━━━ Source material ━━━

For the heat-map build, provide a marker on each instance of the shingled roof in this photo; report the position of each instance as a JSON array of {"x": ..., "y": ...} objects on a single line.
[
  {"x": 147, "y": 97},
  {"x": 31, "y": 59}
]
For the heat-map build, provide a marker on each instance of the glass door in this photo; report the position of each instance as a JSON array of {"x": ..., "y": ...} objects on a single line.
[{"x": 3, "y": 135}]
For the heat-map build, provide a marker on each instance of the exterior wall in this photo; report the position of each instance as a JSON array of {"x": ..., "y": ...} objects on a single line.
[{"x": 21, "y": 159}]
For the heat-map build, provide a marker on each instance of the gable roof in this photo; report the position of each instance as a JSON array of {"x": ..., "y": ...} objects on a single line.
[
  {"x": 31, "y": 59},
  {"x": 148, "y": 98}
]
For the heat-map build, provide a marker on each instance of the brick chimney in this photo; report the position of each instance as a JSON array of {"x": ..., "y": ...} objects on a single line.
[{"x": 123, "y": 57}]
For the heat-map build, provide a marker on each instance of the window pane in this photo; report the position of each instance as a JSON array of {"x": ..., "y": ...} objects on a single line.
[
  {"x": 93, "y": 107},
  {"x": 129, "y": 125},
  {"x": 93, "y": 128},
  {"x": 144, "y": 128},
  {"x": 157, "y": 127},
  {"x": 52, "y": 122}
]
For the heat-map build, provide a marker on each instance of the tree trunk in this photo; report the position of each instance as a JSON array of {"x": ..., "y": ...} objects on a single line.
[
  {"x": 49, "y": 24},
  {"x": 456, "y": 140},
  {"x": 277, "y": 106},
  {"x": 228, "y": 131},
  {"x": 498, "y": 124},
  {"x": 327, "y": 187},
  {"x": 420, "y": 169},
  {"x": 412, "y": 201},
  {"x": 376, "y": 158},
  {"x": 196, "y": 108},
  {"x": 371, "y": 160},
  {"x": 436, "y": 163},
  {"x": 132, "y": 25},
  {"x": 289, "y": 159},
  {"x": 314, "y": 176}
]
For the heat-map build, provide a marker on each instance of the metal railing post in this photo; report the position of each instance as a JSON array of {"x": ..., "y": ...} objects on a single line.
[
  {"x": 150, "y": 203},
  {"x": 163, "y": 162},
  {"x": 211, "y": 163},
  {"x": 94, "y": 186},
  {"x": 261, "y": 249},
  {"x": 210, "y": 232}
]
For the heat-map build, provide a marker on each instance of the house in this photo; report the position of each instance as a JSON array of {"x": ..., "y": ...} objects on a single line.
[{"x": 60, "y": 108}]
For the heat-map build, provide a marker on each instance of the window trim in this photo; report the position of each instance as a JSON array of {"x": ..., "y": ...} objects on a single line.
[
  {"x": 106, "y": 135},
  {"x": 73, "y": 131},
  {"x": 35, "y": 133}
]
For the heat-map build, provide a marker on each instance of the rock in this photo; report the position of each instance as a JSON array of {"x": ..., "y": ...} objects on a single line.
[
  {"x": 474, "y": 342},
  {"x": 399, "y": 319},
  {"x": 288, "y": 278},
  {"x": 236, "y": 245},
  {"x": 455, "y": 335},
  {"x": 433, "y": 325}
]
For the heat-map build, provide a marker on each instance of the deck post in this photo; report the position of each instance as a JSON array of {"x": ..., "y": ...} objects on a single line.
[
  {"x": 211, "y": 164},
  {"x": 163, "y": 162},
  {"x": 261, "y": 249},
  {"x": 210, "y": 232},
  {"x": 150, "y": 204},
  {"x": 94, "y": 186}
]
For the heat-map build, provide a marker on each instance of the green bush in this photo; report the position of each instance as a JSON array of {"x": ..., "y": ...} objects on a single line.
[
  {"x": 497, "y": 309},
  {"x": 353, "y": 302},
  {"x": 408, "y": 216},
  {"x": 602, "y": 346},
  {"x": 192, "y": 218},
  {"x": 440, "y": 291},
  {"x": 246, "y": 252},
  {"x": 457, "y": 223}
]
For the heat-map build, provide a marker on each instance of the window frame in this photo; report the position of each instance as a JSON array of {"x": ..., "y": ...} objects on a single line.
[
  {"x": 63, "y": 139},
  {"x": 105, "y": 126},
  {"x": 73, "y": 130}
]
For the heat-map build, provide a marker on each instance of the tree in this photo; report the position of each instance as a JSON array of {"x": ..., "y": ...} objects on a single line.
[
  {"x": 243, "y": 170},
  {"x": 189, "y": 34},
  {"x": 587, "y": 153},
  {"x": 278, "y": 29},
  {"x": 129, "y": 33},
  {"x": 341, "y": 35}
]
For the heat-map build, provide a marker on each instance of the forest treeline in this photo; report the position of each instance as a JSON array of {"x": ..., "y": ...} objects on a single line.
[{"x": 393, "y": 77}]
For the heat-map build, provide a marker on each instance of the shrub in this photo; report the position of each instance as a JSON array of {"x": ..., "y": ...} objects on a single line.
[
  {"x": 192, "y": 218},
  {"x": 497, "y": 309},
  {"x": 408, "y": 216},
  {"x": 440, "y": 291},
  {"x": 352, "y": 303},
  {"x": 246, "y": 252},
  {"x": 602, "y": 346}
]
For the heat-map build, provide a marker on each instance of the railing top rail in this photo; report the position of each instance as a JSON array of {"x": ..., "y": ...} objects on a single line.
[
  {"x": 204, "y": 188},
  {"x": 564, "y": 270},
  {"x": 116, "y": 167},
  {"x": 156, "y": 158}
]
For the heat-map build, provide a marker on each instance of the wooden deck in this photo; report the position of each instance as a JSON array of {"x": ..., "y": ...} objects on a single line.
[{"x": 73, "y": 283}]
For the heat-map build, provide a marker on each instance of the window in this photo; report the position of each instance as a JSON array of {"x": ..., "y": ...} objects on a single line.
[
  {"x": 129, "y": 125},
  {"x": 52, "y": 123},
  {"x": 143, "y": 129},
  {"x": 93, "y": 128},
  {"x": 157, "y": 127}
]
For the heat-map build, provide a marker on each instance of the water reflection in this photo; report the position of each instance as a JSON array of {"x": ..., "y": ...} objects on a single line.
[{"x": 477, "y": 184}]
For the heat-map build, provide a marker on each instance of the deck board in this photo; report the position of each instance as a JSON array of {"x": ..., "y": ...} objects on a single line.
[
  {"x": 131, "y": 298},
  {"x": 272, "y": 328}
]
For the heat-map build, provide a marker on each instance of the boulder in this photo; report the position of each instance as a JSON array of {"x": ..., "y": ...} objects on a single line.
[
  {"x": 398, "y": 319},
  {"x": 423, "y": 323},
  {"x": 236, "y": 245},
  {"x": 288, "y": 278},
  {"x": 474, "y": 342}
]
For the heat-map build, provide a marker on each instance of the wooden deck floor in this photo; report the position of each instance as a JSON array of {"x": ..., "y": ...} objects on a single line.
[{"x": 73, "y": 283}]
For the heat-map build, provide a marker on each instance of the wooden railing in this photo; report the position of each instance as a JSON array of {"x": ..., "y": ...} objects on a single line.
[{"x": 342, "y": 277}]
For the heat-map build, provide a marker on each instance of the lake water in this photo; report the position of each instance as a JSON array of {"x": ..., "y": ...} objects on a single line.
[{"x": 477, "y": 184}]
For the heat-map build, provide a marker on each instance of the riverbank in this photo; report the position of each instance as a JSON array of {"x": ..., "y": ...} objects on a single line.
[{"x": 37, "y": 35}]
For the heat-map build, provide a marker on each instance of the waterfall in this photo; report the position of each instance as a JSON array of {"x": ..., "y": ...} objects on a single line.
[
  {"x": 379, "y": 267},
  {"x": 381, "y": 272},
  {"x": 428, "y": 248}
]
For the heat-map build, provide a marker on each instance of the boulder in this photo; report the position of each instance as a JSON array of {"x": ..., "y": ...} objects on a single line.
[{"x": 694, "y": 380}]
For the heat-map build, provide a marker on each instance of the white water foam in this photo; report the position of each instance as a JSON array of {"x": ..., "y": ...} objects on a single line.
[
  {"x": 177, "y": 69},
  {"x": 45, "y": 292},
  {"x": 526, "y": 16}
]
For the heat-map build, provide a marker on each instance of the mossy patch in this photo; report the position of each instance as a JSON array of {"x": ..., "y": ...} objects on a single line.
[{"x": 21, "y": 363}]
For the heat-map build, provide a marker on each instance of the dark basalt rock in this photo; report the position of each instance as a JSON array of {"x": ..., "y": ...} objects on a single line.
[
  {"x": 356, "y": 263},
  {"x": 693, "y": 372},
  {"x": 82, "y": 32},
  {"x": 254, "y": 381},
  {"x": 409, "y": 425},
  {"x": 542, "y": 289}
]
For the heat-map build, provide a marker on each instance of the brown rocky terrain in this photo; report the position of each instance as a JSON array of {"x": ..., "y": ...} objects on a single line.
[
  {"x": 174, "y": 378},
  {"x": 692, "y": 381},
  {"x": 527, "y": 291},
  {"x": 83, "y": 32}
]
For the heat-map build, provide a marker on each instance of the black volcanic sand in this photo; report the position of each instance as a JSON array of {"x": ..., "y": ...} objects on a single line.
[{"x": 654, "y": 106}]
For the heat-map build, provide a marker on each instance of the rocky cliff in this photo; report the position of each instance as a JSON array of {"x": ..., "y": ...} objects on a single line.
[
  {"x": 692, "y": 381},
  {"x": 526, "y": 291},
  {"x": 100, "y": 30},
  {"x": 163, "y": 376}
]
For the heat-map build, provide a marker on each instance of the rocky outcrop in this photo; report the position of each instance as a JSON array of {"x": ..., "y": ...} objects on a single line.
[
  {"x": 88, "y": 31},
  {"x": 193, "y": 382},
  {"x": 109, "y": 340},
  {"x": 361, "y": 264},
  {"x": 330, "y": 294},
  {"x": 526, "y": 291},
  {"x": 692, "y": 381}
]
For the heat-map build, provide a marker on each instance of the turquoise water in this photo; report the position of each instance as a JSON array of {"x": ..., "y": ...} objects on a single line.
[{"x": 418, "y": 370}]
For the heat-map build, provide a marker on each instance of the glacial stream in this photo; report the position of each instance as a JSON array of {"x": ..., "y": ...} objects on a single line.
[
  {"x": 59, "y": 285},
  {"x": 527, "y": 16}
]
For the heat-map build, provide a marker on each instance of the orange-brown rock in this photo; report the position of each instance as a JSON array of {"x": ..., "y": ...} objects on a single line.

━━━

Stated problem →
Copy out exactly the lines from the line with "of the black" to the end of the listing, including both of those lines, and give nothing else.

Response for this exercise →
For the heat-map build, provide a marker on each instance of the black volcanic sand in this photo; report the position of each instance as a JSON array of {"x": ..., "y": ...} objects on a single line.
[{"x": 654, "y": 106}]
For the heat-map build, provide a marker on each instance of the rocky cliff in this photo; report the position of each instance as a JSON array of {"x": ..., "y": ...} objects on a single line.
[
  {"x": 692, "y": 381},
  {"x": 526, "y": 291},
  {"x": 100, "y": 30},
  {"x": 163, "y": 376}
]
For the heat-map build, provide a marker on each instance of the rocky outcrop in this photo; report the position of each instance as a JSON array of {"x": ..., "y": ...} objects on a single line.
[
  {"x": 88, "y": 31},
  {"x": 193, "y": 382},
  {"x": 109, "y": 340},
  {"x": 361, "y": 264},
  {"x": 330, "y": 294},
  {"x": 526, "y": 291},
  {"x": 692, "y": 381}
]
For the heat-map build, provide a marker on each instance of the turquoise water in this photo; report the position of each instance as a JSON array of {"x": ..., "y": ...} objects on a single line.
[{"x": 418, "y": 370}]
For the heat-map build, provide a marker on each instance of the glacial stream in this photo; report the position of each instance as a JSON array of {"x": ..., "y": ...} objects on a single line.
[
  {"x": 59, "y": 285},
  {"x": 527, "y": 16}
]
For the heat-map build, provide a marker on each instance of the orange-brown rock in this photo; report the position of each instance as a JSON array of {"x": ..., "y": ...} objects on a single line.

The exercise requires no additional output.